Résistance et danger

Ou comment les habitants de Hong-Kong perçoivent l’état chinois.

Nous sommes à Hong-Kong. J’écoute la conférence, très docte, de deux chercheurs Hong-Kongais sur les lotissements illégaux en Chine, comme il en existe des centaines de milliers, situés dans les « villages » en plein centre des villes (il y en a 139 rien qu’à Canton). Ces deux hommes formés à l’anglaise et parfaitement sereins, présentent leur argument en insistant sur le fait qu’en ce moment en Chine on assiste à un renforcement de l’Etat, en même temps qu’une décentralisation et une multiplication des niveaux administratifs. Tout cela rend la vie des paysans -formellement définis comme ceux qui ont un hukou (permis de résidence) rural- très difficile. Leur vie s’est urbanisée, par la force de l’extension urbaine, mais leur statut officiel demeure celui de paysans. Il n’ont pas d’autres choix que de faire ce qu’ils font : construire des étages supplémentaires sur leurs maisons, qui deviennent autant de résidences illégales, et les louer à des travailleurs migrants pour quelques dizaines de Yuans.

J’écoute la conférence, les exemples, et un exposé finalement très modéré et scientifique qui parle de la capacité de résistance des paysans au milieu de la ville, acculés à vivre de cette manière. Leur argument est intéressant, bien illustré et convaincant. Les auteurs sont prudents et ils mentionnent aussi l’inefficacité des structures collectives officielles qui sont censés défendre les villageois mais en fait sont des outils aux mains des cadres locaux pour s’enrichir, ce qui, dans le village dont ils parlent, est de notoriété publique.

_LISTE À TRAITER:_
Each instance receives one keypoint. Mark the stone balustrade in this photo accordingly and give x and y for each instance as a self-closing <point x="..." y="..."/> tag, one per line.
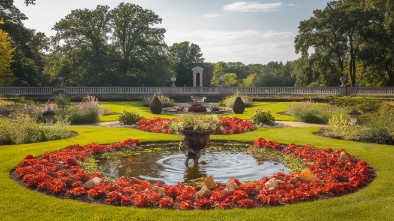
<point x="362" y="91"/>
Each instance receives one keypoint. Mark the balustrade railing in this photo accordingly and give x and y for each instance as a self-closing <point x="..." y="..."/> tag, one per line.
<point x="373" y="91"/>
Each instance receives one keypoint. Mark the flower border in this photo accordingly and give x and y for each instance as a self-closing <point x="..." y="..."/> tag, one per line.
<point x="59" y="173"/>
<point x="229" y="125"/>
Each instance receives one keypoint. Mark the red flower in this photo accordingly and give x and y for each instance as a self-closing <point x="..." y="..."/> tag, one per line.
<point x="186" y="205"/>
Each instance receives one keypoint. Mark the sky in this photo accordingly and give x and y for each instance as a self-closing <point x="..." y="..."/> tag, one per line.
<point x="251" y="32"/>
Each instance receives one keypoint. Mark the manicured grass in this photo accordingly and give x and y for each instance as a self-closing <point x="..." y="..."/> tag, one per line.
<point x="375" y="202"/>
<point x="130" y="106"/>
<point x="276" y="108"/>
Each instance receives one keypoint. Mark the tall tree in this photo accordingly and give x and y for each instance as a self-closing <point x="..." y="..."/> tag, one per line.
<point x="141" y="44"/>
<point x="28" y="64"/>
<point x="186" y="55"/>
<point x="334" y="34"/>
<point x="6" y="54"/>
<point x="86" y="30"/>
<point x="218" y="71"/>
<point x="378" y="51"/>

_LES CONSIGNES:_
(a) Redimensionnez les coordonnées de la liste en commençant à la ligne qui contient « Each instance receives one keypoint. Mark the flower » et en allant jusqu’à la fin de la liste, bornes comprises. Réécrivez chacune de ces lignes en multipliant chaque coordonnée x et y des points par 1,1, puis arrondissez à l’entier, les demis vers le haut.
(b) Continuez le texte sur la conférence consacrée aux lotissements illégaux en Chine, à la suite de sa dernière phrase.

_RÉPONSES SUCCESSIVES:_
(a)
Each instance receives one keypoint. Mark the flower border in this photo accordingly and give x and y for each instance as a self-closing <point x="..." y="..."/> tag, one per line.
<point x="65" y="190"/>
<point x="252" y="138"/>
Each instance receives one keypoint. Mark the red flower in this photo accordingly and give x and y for each instance as a self-closing <point x="..." y="..."/> tag, one per line.
<point x="205" y="226"/>
Each instance receives one keypoint. Mark the sky in this photo accordingly and give x and y for each instance as a self-closing <point x="..." y="..."/> tag, one per line.
<point x="276" y="35"/>
Each instance receives one keypoint. Mark the manicured grass in this photo accordingly and give x and y for each instance as a self-closing <point x="..." y="..."/> tag, one per line.
<point x="413" y="222"/>
<point x="143" y="117"/>
<point x="304" y="119"/>
Each instance receives one keypoint. Mark the tall tree in this photo accordingly and give x and y for each instance as a self-closing <point x="..." y="..."/> tag, one per line.
<point x="155" y="48"/>
<point x="31" y="70"/>
<point x="205" y="61"/>
<point x="367" y="37"/>
<point x="7" y="59"/>
<point x="95" y="33"/>
<point x="240" y="78"/>
<point x="416" y="56"/>

(b)
Après l’exposé, commencent les questions des participants. L’un d’eux demande :"vous dites que l’état (chinois) s’est renforcé. A quoi voyez-vous cela ?". L’un des conférenciers, se lève pour répondre. En silence. Il attend longuement avant de formuler sa réponse. Une sorte de gêne s’installe. Puis il allume le rétro-projecteur et dit : "Voilà quelques éléments de réponse issus d’un autre travail que je viens de présenter". Puis il sort des copies d’articles de journaux : répression des moyens de communication, la presse contrôlée et bâillonnée, la photo des condamnés à mort sur le camion qui les mène au peloton d’exécution, les mesures de contrôle même des entreprises aussi innocentes que les entreprises de tourisme, bref la main-mise permanente de l’état dans la vie sociale et économique. A fleur de peau : le professeur n’avait pas de mots pour exprimer son rejet de cet état autoritaire et omniprésent, qui a démontré que sa capacité de répression et de contrôle est intacte. La réponse fut bien comprise, personne ne demanda des précisions, mais de plus le ton était donné. D’autres questions continuent ensuite sur des aspects plus "techniques" de leur démonstration et leurs observations.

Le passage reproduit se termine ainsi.